- REQUEST: Please format each line of the records below as a Markdown table with two columns, Row and Line text, and skip the blank lines. Omit the pictures from the table.

## BEGIN INFORMATION PROVIDED

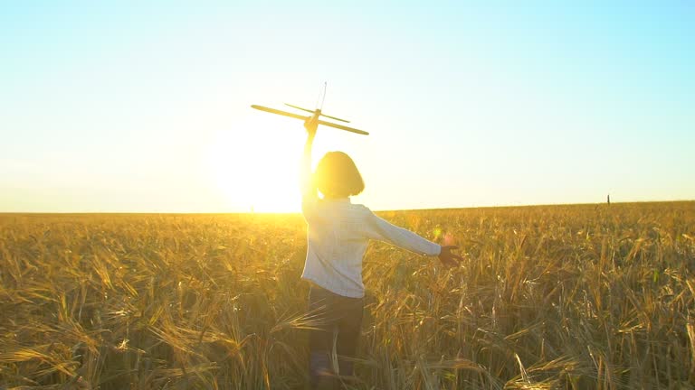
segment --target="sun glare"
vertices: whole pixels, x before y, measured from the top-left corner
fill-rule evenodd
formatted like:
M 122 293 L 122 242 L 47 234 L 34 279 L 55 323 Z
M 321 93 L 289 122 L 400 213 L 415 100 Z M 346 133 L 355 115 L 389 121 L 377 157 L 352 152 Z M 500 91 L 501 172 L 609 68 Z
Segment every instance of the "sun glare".
M 210 180 L 227 200 L 228 211 L 299 211 L 301 151 L 293 146 L 303 135 L 301 124 L 253 119 L 217 135 L 208 154 Z M 299 126 L 296 134 L 291 125 Z

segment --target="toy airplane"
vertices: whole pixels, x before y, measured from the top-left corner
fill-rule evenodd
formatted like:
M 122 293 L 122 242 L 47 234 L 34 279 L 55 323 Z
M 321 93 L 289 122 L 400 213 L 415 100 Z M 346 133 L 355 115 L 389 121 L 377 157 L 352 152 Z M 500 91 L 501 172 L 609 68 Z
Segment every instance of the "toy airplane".
M 326 87 L 325 87 L 325 85 L 324 85 L 324 89 L 323 89 L 323 98 L 324 99 L 326 98 Z M 292 108 L 297 108 L 297 109 L 300 109 L 302 111 L 306 111 L 306 112 L 311 113 L 312 116 L 325 116 L 327 118 L 330 118 L 330 119 L 333 119 L 333 120 L 337 120 L 337 121 L 340 121 L 340 122 L 345 122 L 345 123 L 349 123 L 349 121 L 347 121 L 345 119 L 340 119 L 340 118 L 338 118 L 338 117 L 335 117 L 335 116 L 327 116 L 326 114 L 321 113 L 321 108 L 317 108 L 315 110 L 310 110 L 309 108 L 302 108 L 302 107 L 300 107 L 299 106 L 293 106 L 293 105 L 290 105 L 290 104 L 288 104 L 288 103 L 285 103 L 285 106 L 289 106 L 289 107 L 290 107 Z M 269 112 L 271 114 L 281 115 L 283 116 L 290 116 L 290 117 L 293 117 L 293 118 L 297 118 L 297 119 L 301 119 L 301 120 L 307 120 L 307 119 L 311 117 L 311 116 L 302 116 L 302 115 L 294 114 L 294 113 L 290 113 L 290 112 L 287 112 L 287 111 L 282 111 L 282 110 L 279 110 L 279 109 L 275 109 L 275 108 L 269 108 L 269 107 L 263 107 L 263 106 L 252 105 L 251 107 L 252 107 L 252 108 L 255 108 L 255 109 L 258 109 L 258 110 L 261 110 L 261 111 Z M 321 107 L 323 107 L 323 101 L 321 101 Z M 357 130 L 356 128 L 348 127 L 348 126 L 343 125 L 334 124 L 332 122 L 326 122 L 326 121 L 319 120 L 319 125 L 327 125 L 328 127 L 333 127 L 333 128 L 337 128 L 337 129 L 340 129 L 340 130 L 348 131 L 350 133 L 361 134 L 361 135 L 369 135 L 369 133 L 367 133 L 367 132 L 366 132 L 364 130 Z

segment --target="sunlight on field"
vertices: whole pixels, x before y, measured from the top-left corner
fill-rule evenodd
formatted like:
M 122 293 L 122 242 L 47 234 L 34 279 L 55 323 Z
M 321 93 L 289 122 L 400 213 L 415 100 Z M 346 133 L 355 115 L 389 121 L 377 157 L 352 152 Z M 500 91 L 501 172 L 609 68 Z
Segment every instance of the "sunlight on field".
M 466 260 L 370 246 L 354 388 L 692 388 L 695 202 L 381 216 Z M 297 214 L 0 215 L 0 384 L 303 388 L 305 239 Z

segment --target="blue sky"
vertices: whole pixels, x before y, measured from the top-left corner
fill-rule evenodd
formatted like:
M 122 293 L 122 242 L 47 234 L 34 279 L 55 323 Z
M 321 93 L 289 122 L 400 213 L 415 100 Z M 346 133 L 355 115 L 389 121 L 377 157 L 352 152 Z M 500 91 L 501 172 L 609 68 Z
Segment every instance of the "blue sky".
M 688 2 L 6 2 L 0 211 L 298 209 L 299 121 L 375 209 L 695 199 Z

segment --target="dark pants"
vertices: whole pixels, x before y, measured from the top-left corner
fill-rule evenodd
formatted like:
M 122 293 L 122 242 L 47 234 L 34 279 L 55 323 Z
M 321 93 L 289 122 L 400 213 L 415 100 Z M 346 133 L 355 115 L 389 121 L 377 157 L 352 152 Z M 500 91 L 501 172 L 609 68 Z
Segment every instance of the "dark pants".
M 338 388 L 345 376 L 352 376 L 359 329 L 362 324 L 362 298 L 348 298 L 312 285 L 309 310 L 319 322 L 309 338 L 309 373 L 312 389 Z M 337 364 L 336 364 L 337 363 Z

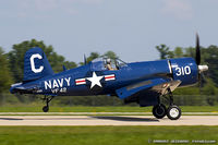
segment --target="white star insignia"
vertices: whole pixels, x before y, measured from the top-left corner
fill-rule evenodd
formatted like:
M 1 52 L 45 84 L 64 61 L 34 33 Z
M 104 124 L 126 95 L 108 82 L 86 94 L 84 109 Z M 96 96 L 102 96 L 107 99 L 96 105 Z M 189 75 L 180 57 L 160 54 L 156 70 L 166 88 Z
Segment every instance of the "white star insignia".
M 95 85 L 98 85 L 99 87 L 102 87 L 100 84 L 100 80 L 104 76 L 97 76 L 95 72 L 93 72 L 93 77 L 87 77 L 88 81 L 92 82 L 90 88 L 93 88 Z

## END INFORMATION PROVIDED

- RESPONSE:
| Row | Line text |
|---|---|
| 1 | segment --target="sun glare" |
| 2 | vertices: whole pixels, x before y, measured from the top-left corner |
| 3 | fill-rule evenodd |
| 4 | formatted like: |
| 5 | M 122 293 L 122 242 L 47 234 L 34 279 L 55 323 Z |
| 6 | M 321 93 L 289 122 L 400 213 L 415 100 Z M 346 133 L 355 115 L 389 121 L 377 157 L 352 152 Z M 500 91 L 501 172 L 609 68 Z |
| 7 | Segment every instance of the "sun glare". |
| 8 | M 210 180 L 227 200 L 228 211 L 299 211 L 301 151 L 293 146 L 303 135 L 301 124 L 253 119 L 217 135 L 208 154 Z M 299 126 L 296 134 L 291 125 Z |
| 9 | segment --target="toy airplane" |
| 10 | vertices: whole pixels, x before y, measured from the top-left corner |
| 11 | fill-rule evenodd |
| 12 | formatted like: |
| 13 | M 122 293 L 122 242 L 47 234 L 34 279 L 55 323 Z |
| 14 | M 321 93 L 289 122 L 400 213 L 415 100 Z M 346 133 L 355 115 L 389 121 L 377 157 L 352 152 Z M 500 91 L 501 172 L 609 68 Z |
| 15 | Segment every instance of the "toy airplane". |
| 16 | M 326 87 L 325 87 L 325 85 L 324 85 L 324 89 L 323 89 L 323 98 L 324 99 L 326 98 Z M 292 108 L 297 108 L 297 109 L 300 109 L 302 111 L 306 111 L 306 112 L 311 113 L 312 116 L 325 116 L 327 118 L 330 118 L 330 119 L 333 119 L 333 120 L 337 120 L 337 121 L 340 121 L 340 122 L 345 122 L 345 123 L 349 123 L 349 121 L 347 121 L 345 119 L 340 119 L 340 118 L 338 118 L 338 117 L 335 117 L 335 116 L 327 116 L 326 114 L 321 113 L 321 108 L 317 108 L 315 110 L 310 110 L 309 108 L 302 108 L 302 107 L 300 107 L 299 106 L 293 106 L 293 105 L 290 105 L 290 104 L 288 104 L 288 103 L 285 103 L 285 106 L 289 106 L 289 107 L 290 107 Z M 269 112 L 271 114 L 281 115 L 283 116 L 290 116 L 290 117 L 293 117 L 293 118 L 297 118 L 297 119 L 301 119 L 301 120 L 307 120 L 307 119 L 311 117 L 311 116 L 302 116 L 302 115 L 294 114 L 294 113 L 290 113 L 290 112 L 287 112 L 287 111 L 282 111 L 282 110 L 279 110 L 279 109 L 275 109 L 275 108 L 269 108 L 269 107 L 263 107 L 263 106 L 252 105 L 251 107 L 252 107 L 252 108 L 255 108 L 255 109 L 258 109 L 258 110 L 261 110 L 261 111 Z M 321 107 L 323 107 L 323 101 L 321 101 Z M 357 130 L 356 128 L 348 127 L 348 126 L 343 125 L 334 124 L 332 122 L 326 122 L 326 121 L 319 120 L 319 125 L 327 125 L 328 127 L 333 127 L 333 128 L 337 128 L 337 129 L 340 129 L 340 130 L 348 131 L 350 133 L 361 134 L 361 135 L 369 135 L 369 133 L 367 133 L 367 132 L 366 132 L 364 130 Z |
| 17 | segment --target="sunlight on field" |
| 18 | vertices: whole pixels, x before y, measured from the top-left corner |
| 19 | fill-rule evenodd |
| 20 | formatted like: |
| 21 | M 122 293 L 122 242 L 47 234 L 34 279 L 55 323 Z |
| 22 | M 321 93 L 289 122 L 400 213 L 415 100 Z M 346 133 L 355 115 L 389 121 L 377 157 L 352 152 Z M 500 91 L 501 172 L 609 68 Z |
| 23 | Segment every instance of the "sunlight on field". |
| 24 | M 466 260 L 370 246 L 354 388 L 692 388 L 695 202 L 381 216 Z M 297 214 L 0 215 L 0 384 L 303 388 L 305 239 Z |
| 25 | segment --target="blue sky" |
| 26 | vertices: whole pixels, x before y, measured from the top-left corner |
| 27 | fill-rule evenodd |
| 28 | formatted like: |
| 29 | M 122 293 L 122 242 L 47 234 L 34 279 L 55 323 Z |
| 30 | M 321 93 L 289 122 L 400 213 L 415 100 Z M 346 133 L 355 115 L 389 121 L 377 157 L 352 152 Z M 500 91 L 501 172 L 609 68 Z |
| 31 | Segment every instance of the "blue sky". |
| 32 | M 688 2 L 6 2 L 0 211 L 298 209 L 299 121 L 375 209 L 695 199 Z |
| 33 | segment --target="dark pants" |
| 34 | vertices: whole pixels, x before y, measured from the top-left corner |
| 35 | fill-rule evenodd |
| 36 | formatted like: |
| 37 | M 122 293 L 122 242 L 47 234 L 34 279 L 55 323 Z |
| 38 | M 321 93 L 289 122 L 400 213 L 415 100 Z M 346 133 L 355 115 L 389 121 L 377 157 L 352 152 Z M 500 91 L 501 172 L 609 68 Z |
| 39 | Segment every instance of the "dark pants". |
| 40 | M 338 388 L 345 376 L 352 376 L 359 329 L 362 324 L 362 298 L 348 298 L 312 285 L 309 310 L 319 322 L 309 338 L 309 373 L 312 389 Z M 337 364 L 336 364 L 337 363 Z |
| 41 | segment --target="white star insignia" |
| 42 | vertices: whole pixels, x before y, measured from the top-left corner |
| 43 | fill-rule evenodd |
| 44 | formatted like: |
| 45 | M 1 52 L 45 84 L 64 61 L 34 33 Z |
| 46 | M 104 124 L 126 95 L 108 82 L 86 94 L 84 109 Z M 96 96 L 102 96 L 107 99 L 96 105 Z M 189 75 L 180 57 L 160 54 L 156 70 L 166 88 Z |
| 47 | Segment every instance of the "white star insignia". |
| 48 | M 95 85 L 98 85 L 99 87 L 102 87 L 100 84 L 100 80 L 104 76 L 97 76 L 95 72 L 93 72 L 93 77 L 87 77 L 88 81 L 92 82 L 90 88 L 93 88 Z |